▶ _DATA SHOWN_:
----------------

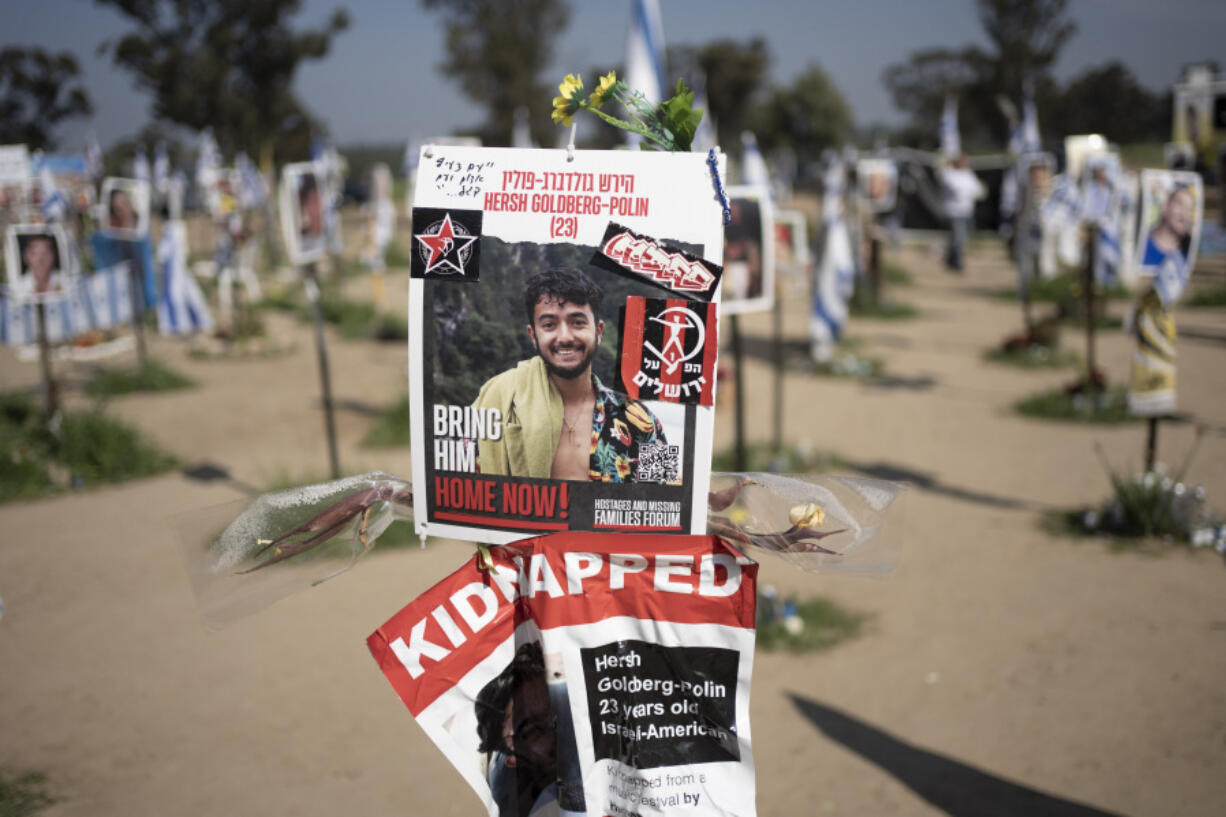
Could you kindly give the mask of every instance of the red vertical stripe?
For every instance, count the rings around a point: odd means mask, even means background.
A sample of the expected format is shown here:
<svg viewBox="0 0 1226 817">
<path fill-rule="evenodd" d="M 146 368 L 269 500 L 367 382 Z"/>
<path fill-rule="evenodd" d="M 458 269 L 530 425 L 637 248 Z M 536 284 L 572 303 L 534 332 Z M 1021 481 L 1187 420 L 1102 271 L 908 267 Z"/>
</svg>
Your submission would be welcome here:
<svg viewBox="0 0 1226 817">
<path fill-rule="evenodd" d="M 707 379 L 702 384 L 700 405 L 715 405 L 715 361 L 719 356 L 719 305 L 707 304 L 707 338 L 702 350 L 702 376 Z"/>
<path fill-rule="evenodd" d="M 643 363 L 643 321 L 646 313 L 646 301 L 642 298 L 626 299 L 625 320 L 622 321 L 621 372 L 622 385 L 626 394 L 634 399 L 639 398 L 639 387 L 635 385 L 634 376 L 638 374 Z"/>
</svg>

----------------

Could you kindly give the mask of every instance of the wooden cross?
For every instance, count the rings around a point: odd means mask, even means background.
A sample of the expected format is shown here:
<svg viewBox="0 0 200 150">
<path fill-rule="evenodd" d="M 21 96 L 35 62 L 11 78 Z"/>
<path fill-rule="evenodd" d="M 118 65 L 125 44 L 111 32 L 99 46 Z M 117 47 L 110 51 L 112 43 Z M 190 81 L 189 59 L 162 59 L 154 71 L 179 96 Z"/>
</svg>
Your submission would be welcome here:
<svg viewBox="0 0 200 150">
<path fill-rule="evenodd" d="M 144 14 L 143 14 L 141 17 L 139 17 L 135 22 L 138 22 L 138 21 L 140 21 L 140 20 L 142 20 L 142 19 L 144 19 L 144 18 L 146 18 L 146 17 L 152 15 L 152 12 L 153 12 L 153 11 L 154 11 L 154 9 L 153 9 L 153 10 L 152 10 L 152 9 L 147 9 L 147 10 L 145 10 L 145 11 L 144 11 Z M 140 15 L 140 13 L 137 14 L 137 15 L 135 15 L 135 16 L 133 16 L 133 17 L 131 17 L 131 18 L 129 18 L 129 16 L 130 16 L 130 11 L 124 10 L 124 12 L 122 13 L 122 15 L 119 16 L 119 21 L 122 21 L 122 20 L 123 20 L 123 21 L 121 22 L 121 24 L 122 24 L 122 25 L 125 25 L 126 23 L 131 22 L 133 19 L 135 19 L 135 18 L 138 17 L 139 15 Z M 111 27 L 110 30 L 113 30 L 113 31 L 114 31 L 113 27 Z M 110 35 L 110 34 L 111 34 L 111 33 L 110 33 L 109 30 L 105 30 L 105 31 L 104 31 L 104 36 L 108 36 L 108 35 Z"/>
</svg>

----------------

Each line of the listing above that includes the word "instance" should be copied.

▶ _REPLY_:
Could you kindly give the mask of every instance of the red vertical stripe?
For every instance, count the rings around a point: odd means mask, even means background.
Could you kindly give the mask of every instance of the wooden cross?
For every instance, count the rings around a point: odd means mask, even means background.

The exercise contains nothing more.